## Record list
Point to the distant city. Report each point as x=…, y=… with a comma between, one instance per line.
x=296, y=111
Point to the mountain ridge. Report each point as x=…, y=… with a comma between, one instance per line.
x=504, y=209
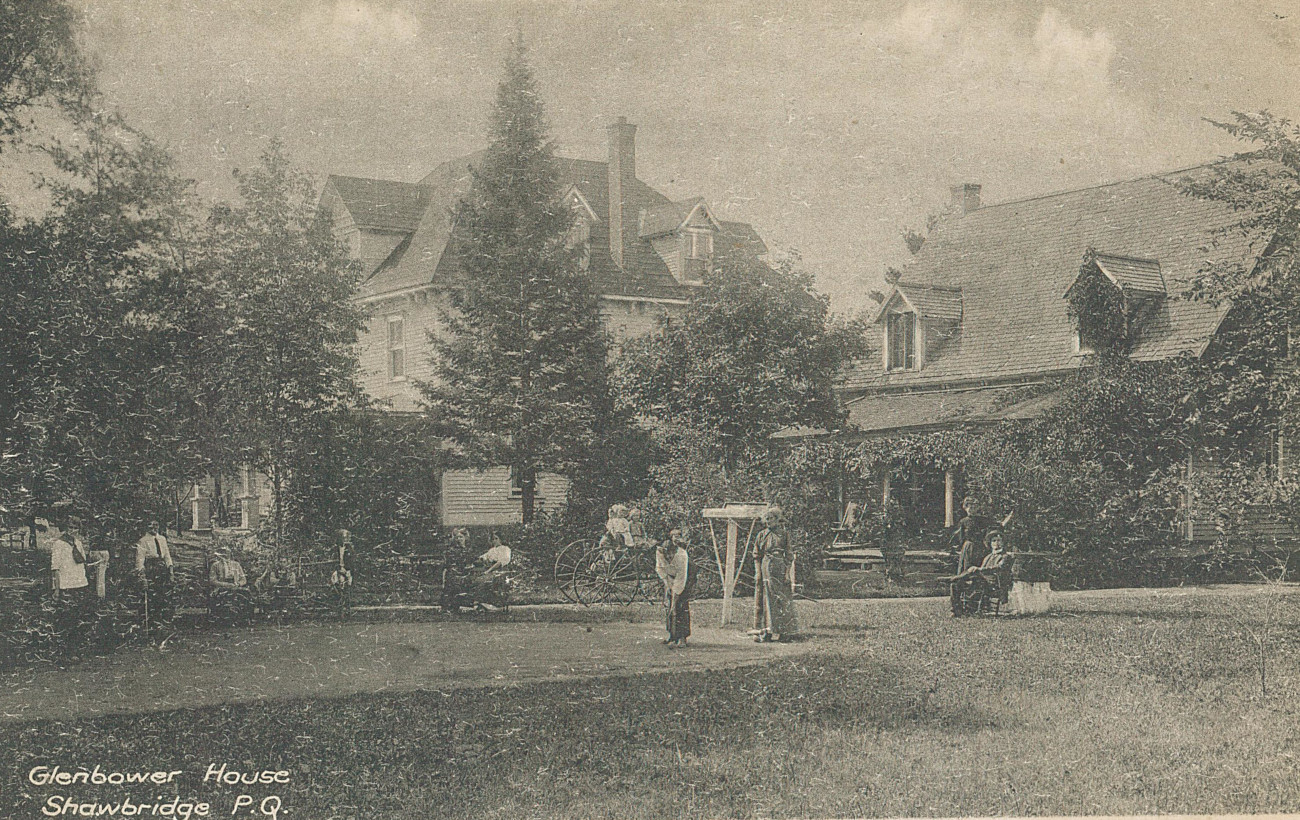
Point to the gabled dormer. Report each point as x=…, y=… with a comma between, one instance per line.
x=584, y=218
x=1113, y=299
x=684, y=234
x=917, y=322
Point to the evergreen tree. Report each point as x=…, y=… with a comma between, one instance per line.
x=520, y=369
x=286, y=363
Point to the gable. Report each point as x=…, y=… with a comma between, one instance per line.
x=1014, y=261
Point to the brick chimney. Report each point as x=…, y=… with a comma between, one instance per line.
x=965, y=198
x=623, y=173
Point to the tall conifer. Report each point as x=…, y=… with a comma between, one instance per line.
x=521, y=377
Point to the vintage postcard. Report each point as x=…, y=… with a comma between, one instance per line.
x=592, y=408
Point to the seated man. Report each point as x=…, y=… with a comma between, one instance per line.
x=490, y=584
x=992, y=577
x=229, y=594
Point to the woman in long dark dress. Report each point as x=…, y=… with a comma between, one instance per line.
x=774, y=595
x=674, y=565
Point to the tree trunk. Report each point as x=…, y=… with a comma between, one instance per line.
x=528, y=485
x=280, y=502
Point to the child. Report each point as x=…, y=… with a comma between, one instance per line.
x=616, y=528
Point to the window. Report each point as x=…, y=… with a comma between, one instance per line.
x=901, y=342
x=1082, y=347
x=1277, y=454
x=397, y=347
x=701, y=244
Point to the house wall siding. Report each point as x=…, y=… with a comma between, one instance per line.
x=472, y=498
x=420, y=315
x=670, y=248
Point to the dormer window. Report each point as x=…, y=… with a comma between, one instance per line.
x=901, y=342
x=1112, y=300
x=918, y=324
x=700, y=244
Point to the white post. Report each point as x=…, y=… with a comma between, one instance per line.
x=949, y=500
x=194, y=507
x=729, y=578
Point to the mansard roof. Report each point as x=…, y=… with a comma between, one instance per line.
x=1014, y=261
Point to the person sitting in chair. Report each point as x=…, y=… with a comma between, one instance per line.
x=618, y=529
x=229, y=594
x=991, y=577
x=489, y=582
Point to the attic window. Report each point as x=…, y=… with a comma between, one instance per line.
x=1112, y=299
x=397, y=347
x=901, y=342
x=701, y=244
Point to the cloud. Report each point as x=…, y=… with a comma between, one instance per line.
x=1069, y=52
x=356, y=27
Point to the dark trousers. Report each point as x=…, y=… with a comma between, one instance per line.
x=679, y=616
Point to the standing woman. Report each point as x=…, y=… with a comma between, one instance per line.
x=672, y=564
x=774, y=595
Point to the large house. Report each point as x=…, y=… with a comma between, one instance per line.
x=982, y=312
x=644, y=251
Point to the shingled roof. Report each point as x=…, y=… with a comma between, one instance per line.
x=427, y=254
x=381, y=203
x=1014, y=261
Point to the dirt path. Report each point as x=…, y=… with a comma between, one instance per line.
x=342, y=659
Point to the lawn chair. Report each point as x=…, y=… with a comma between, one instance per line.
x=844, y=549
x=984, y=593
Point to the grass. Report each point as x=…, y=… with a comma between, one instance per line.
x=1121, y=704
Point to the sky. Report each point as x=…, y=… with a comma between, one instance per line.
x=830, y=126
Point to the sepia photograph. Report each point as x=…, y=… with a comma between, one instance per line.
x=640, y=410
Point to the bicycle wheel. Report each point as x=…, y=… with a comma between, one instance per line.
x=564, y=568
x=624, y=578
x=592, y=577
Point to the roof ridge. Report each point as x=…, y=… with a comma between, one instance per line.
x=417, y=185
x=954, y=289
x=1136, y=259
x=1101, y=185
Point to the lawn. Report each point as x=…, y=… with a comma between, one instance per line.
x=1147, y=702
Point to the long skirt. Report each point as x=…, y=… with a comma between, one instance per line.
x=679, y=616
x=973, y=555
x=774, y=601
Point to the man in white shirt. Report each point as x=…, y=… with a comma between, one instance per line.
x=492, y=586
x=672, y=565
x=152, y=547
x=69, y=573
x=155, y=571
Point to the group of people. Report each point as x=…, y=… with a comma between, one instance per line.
==
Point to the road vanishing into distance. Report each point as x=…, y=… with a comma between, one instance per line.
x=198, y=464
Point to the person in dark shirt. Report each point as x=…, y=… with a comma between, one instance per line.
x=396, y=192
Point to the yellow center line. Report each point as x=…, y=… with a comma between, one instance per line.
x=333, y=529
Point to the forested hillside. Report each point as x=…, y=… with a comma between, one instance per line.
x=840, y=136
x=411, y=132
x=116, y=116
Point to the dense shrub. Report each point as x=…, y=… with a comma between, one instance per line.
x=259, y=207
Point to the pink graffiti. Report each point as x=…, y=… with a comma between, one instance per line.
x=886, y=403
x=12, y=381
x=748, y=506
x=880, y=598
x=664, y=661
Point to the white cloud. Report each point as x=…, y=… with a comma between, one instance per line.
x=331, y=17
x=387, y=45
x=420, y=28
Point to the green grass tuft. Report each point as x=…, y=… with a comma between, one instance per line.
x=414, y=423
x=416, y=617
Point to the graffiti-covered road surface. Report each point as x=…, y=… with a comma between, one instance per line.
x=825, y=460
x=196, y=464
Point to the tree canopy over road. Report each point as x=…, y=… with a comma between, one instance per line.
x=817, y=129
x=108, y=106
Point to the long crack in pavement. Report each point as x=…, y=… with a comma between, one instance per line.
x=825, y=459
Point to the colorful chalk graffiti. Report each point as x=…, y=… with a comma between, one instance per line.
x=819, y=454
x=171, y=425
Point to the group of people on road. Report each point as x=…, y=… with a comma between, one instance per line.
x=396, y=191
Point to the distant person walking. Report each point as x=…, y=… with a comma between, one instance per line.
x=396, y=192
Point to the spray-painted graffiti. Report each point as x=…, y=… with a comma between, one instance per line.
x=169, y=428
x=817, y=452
==
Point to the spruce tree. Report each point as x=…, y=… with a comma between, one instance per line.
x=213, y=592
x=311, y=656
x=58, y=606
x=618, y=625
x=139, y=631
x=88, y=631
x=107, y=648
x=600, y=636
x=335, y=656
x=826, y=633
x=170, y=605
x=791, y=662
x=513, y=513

## The request
Rescale the items from the line that has "Point to the distant city." through the line that has "x=917, y=322" by giving those lines again, requests included, with every x and y coordinate in the answers multiplied by 1.35 and rounded to a whole number, halves up. Leave out the pictures and return only those lines.

## Exercise answer
Point to the distant city. Report each point as x=…, y=… with a comma between, one instance per line.
x=400, y=150
Point to the mountain ridge. Report each point as x=…, y=… with a comma between, one instance per line.
x=680, y=282
Point to the gabled dormer. Report each point as x=…, y=… with a comma between, one instance per line.
x=788, y=294
x=1503, y=404
x=923, y=316
x=1238, y=435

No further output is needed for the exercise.